Records for this exercise
* * * * * * * * *

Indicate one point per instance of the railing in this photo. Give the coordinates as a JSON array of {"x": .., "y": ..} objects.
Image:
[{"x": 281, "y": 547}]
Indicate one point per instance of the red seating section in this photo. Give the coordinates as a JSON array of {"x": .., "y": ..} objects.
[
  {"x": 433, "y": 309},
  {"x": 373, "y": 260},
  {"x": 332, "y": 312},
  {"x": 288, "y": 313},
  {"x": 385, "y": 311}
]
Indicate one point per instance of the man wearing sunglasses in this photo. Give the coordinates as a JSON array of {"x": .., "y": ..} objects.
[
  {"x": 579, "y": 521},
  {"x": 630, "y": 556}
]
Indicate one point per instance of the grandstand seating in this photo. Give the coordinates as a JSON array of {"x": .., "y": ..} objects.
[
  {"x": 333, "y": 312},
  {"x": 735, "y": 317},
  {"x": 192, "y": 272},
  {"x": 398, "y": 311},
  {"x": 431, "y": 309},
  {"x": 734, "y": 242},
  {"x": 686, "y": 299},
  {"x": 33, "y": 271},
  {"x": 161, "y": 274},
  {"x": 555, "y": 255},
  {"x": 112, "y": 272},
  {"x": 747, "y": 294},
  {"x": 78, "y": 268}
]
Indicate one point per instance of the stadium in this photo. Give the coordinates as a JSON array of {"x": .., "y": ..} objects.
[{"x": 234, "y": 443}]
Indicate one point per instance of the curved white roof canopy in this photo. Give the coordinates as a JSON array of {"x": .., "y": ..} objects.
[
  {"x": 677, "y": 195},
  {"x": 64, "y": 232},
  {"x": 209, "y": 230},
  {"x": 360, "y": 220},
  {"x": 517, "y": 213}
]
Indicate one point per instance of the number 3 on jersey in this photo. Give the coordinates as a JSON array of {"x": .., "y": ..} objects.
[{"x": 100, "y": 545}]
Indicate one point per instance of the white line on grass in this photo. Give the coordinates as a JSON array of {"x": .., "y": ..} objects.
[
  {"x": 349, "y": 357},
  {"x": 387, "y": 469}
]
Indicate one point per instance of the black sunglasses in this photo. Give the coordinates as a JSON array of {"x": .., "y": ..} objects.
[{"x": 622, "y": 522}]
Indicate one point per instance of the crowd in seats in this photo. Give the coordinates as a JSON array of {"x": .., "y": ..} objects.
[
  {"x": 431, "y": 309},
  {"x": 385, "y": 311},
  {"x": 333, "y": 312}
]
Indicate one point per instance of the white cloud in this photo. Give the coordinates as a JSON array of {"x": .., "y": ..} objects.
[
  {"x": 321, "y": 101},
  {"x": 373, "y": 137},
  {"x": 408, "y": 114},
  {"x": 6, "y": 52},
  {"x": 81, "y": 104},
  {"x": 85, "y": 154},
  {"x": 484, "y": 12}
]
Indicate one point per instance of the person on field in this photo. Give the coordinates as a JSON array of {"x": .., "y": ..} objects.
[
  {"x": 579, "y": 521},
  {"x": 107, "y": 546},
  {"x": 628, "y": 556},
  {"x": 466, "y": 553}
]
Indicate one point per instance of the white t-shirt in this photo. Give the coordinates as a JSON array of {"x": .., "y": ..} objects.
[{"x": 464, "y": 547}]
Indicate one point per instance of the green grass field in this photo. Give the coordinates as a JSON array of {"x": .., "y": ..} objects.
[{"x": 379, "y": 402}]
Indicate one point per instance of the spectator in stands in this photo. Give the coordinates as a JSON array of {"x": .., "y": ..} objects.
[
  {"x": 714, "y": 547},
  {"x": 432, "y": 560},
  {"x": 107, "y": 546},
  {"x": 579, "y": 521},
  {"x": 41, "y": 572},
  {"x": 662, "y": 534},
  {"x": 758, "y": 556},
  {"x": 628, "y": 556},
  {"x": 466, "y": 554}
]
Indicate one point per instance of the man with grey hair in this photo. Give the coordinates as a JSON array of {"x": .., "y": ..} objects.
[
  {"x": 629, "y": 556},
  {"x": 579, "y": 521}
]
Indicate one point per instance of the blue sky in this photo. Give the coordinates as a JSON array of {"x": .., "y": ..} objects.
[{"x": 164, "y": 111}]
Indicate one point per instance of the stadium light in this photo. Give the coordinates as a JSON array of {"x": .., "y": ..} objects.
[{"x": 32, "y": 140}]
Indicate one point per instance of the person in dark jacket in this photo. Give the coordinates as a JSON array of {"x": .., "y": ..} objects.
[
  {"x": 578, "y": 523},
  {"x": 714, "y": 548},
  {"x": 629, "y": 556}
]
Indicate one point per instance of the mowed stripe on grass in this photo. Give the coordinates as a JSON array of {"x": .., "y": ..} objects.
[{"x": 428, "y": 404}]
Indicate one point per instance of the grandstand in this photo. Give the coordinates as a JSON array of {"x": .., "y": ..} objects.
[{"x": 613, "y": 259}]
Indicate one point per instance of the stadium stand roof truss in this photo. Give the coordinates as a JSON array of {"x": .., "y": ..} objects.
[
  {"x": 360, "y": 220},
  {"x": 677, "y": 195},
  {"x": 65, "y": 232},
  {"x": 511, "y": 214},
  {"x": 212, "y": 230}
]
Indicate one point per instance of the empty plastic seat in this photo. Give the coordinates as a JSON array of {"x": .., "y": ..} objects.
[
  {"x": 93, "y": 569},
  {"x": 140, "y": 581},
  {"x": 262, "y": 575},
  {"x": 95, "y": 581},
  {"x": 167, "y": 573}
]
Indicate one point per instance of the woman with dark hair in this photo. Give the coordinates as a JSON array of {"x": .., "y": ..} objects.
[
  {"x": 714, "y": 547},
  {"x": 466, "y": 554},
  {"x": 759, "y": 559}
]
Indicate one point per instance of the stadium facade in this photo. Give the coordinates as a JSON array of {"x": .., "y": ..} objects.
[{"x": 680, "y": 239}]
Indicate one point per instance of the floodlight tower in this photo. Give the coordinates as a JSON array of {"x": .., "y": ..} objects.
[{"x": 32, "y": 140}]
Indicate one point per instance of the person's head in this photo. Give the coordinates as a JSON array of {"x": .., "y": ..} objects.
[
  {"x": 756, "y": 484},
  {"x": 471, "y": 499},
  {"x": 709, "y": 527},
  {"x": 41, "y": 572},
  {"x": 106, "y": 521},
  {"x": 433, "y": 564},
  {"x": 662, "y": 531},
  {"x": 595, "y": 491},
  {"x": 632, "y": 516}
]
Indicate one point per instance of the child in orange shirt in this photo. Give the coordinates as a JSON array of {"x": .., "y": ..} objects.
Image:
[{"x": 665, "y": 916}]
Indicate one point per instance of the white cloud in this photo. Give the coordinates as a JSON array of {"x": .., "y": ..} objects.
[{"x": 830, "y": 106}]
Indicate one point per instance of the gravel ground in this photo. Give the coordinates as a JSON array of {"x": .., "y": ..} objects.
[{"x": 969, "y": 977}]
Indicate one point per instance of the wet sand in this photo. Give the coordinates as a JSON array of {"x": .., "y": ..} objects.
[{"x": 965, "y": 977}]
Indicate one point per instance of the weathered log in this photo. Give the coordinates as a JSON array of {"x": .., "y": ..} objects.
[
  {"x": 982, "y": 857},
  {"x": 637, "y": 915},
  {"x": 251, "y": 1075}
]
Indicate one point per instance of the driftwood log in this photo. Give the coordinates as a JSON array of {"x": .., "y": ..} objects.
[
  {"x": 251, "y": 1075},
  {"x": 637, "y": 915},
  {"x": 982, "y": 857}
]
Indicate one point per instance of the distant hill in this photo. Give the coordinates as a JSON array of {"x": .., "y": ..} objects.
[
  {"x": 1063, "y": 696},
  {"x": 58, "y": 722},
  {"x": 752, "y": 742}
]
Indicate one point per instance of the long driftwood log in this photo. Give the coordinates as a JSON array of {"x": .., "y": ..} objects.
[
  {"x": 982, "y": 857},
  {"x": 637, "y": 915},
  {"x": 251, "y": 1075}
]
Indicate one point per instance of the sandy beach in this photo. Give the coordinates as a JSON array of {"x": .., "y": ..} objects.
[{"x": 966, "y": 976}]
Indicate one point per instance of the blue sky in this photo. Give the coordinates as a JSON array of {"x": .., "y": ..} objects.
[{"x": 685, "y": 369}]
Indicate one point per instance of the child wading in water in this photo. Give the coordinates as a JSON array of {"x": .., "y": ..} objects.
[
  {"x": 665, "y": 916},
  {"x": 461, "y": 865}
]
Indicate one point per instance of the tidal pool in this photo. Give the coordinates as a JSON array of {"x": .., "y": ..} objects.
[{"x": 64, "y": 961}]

* * * * * * * * *

Description of the task
Reproduce everything from the line containing "Indicate one point per instance of the tidal" down to the end of the records, swapping "tidal pool" for "rock pool" and keeping the rest unchanged.

Output for this task
Indicate one point per instance of the rock pool in this photo. Give the coordinates as a JSON array of {"x": .., "y": ..} objects.
[{"x": 64, "y": 961}]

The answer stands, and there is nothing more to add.